Source data:
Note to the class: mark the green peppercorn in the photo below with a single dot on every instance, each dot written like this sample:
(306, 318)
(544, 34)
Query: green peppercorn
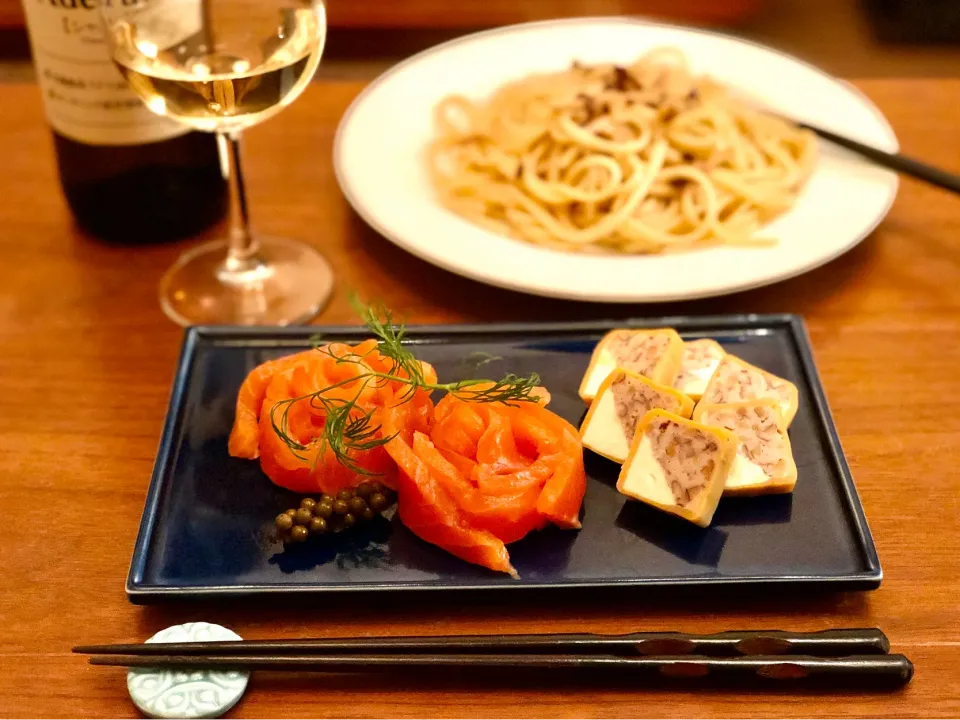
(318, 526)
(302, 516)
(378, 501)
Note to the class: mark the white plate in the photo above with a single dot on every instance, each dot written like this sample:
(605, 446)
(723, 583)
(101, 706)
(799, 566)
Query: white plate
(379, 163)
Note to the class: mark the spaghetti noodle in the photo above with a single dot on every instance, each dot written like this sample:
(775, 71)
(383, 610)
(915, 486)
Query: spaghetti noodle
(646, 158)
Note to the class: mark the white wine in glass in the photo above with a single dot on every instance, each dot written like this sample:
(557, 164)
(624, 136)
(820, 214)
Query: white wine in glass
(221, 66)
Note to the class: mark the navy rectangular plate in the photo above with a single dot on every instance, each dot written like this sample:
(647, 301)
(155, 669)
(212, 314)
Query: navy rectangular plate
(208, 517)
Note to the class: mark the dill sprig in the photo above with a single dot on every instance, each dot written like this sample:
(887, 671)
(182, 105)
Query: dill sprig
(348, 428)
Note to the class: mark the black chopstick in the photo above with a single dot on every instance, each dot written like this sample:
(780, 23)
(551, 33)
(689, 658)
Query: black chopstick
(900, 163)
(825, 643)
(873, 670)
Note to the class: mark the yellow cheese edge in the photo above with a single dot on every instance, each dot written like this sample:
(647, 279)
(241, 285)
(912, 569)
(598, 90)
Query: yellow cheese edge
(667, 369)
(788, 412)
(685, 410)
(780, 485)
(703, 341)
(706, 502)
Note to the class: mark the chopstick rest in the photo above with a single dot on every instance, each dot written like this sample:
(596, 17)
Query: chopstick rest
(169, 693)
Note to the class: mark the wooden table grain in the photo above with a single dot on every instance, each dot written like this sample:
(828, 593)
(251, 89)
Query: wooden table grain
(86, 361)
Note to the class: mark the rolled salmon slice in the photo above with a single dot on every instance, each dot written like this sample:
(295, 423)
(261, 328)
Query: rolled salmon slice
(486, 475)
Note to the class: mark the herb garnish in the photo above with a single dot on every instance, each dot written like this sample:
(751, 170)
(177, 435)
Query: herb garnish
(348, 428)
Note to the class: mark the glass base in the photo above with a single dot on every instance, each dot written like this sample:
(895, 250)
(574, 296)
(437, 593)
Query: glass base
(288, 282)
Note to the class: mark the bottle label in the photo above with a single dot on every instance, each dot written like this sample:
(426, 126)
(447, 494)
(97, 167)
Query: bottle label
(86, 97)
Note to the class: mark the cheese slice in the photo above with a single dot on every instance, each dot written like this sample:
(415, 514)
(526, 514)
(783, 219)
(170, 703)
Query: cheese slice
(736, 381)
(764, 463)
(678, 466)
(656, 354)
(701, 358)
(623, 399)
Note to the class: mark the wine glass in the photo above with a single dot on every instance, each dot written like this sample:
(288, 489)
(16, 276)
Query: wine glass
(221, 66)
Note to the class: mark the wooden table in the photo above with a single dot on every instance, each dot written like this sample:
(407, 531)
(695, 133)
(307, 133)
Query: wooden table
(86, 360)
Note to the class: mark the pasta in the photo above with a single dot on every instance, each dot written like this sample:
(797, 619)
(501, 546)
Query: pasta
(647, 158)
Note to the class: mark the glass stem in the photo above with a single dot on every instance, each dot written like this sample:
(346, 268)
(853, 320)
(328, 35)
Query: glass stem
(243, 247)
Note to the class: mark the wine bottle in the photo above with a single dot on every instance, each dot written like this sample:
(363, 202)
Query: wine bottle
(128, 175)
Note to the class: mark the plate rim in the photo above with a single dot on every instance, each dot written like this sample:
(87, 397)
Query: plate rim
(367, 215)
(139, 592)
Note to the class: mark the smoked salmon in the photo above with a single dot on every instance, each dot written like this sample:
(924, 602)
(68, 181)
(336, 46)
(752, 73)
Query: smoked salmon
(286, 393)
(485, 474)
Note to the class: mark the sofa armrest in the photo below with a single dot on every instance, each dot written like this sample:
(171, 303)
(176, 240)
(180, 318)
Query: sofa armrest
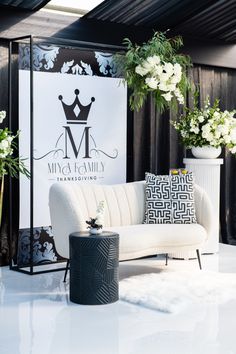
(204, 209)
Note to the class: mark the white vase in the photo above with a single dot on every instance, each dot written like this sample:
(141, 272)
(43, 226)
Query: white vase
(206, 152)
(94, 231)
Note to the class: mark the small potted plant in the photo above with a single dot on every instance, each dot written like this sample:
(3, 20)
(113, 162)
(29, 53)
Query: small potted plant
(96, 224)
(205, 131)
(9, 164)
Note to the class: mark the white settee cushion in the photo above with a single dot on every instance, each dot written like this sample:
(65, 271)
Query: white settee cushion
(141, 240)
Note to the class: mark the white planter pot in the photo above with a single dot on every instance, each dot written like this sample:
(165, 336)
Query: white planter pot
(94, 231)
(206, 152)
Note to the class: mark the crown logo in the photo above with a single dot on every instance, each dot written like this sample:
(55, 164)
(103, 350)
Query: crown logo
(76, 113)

**What you are asked to do:**
Output only the lines running from the line with "Note to the class: mark the sofa" through the last line of the entries above, inclusive, with pictures excluded.

**Exercise answer:**
Note to the class: mark the sofa armrest in the photo below with a single dot on every instance, each dot written like this sample:
(171, 303)
(176, 240)
(180, 318)
Query: sofa armrest
(204, 209)
Note to the class: mark the white vase in the photo above with a single dot on every instance, each dot written like this sample:
(141, 272)
(43, 226)
Query: white vase
(206, 152)
(94, 231)
Note to the class: mark the small potted plant in the photo above with a single dot on every instance, each dot written like this sample:
(3, 20)
(113, 162)
(29, 53)
Query: small potted plant
(96, 224)
(205, 131)
(9, 164)
Note to the class: mark the white settee cushion in the photo above with a single dot on every instance, each dot written like this sample:
(65, 271)
Query: white settee cushion
(141, 240)
Note to the class: mark the white planter pot in the photo above with a single dot on every instance, each dot written like this sample:
(165, 336)
Query: white planter pot
(94, 231)
(206, 152)
Note to the class: mark the crown logo in the photo above with a single dot on every instance, each dot written like this sample:
(55, 164)
(103, 350)
Query: crown logo
(76, 113)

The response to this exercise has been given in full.